Baacher Geschichten

Bei schönem Wetter nimmt Baach-Chronist und Dorfgemeinschaft-Mitglied Kurt Bihlmaier interessierte Nachbarn gerne mit auf seinen historischen Rundgang durch Baach. Als „Baacher Urgestein“ hat er unzählige Geschichten zu erzählen. Kurt Bihlmaier kennt hier buchstäblich jeden Stein und hat den Wandel in unserem Ort aufmerksam mitverfolgt. Für die Baacher Dorfgemeinschaft hat Kurt seinen Historischen Rundgang durch Baach digitalisiert.

Bitte den Mauszeiger über das Bild schieben, um den automatischen Bildwechsel anzuhalten!

Aus der Dorfgeschichte von Baach

Baach hat eine lange Vergangenheit. Ende der 1980er-Jahre hat Oskar Stahl die Entwicklung unseres Ortes sehr anschaulich zusammengefasst.

Unser Dorf lag früher völlig versteckt zwischen Obstbäumen im geschützten Tal eingeschlossen. Erst mit dem im Jahr 1842 erbauten Schulhaus trat Baach aus seinem natürlichen abgeschlossenen Raum heraus, In bewegten Zeiten mag unserem Dorf seine versteckte Lage oft zugutegekommen sein.
* * * * * * *
**Ziel der Übung**
Ändere im Text über Baach die Passage, die bei „Bei schönem Wetter“ beginnt und bei „sehr anschaulich zusammengefasst.“ endet, indem du „Rundgang“ durch „Spaziergang“ ersetzt. Die Datensätze stehen in keinem Zusammenhang mit dem Text über Baach.

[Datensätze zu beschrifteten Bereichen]
* * * * * * *
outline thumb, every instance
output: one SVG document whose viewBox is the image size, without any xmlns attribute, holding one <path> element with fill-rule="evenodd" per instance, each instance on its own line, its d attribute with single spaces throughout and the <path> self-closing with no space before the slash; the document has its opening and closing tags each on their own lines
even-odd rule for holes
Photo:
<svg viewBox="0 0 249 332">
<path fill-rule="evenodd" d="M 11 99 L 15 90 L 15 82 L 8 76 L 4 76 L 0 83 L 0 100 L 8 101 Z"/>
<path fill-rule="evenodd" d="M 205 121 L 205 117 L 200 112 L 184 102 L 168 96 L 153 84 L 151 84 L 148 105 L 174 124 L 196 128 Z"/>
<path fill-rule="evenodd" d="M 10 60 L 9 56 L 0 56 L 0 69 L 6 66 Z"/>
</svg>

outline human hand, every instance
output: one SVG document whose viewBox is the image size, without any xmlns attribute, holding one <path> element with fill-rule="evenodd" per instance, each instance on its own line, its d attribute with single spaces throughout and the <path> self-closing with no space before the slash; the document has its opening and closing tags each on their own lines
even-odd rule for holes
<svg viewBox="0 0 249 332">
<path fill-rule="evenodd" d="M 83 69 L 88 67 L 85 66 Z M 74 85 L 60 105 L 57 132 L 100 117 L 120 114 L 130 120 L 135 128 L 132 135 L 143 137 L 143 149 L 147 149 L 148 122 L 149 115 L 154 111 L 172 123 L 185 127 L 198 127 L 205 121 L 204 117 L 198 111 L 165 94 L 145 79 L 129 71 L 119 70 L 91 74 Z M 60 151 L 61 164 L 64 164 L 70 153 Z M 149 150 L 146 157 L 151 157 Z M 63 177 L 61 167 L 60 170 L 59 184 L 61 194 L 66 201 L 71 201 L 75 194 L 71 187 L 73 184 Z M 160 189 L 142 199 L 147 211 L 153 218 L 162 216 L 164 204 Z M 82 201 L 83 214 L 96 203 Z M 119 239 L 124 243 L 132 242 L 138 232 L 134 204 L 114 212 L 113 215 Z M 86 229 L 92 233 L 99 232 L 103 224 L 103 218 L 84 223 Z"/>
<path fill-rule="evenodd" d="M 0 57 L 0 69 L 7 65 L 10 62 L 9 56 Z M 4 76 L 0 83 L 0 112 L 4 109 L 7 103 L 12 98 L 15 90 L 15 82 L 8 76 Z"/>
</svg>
* * * * * * *
**Antwort**
Bei schönem Wetter nimmt Baach-Chronist und Dorfgemeinschaft-Mitglied Kurt Bihlmaier interessierte Nachbarn gerne mit auf seinen historischen Spaziergang durch Baach. Als „Baacher Urgestein“ hat er unzählige Geschichten zu erzählen. Kurt Bihlmaier kennt hier buchstäblich jeden Stein und hat den Wandel in unserem Ort aufmerksam mitverfolgt. Für die Baacher Dorfgemeinschaft hat Kurt seinen Historischen Spaziergang durch Baach digitalisiert.

Bitte den Mauszeiger über das Bild schieben, um den automatischen Bildwechsel anzuhalten!

Aus der Dorfgeschichte von Baach

Baach hat eine lange Vergangenheit. Ende der 1980er-Jahre hat Oskar Stahl die Entwicklung unseres Ortes sehr anschaulich zusammengefasst.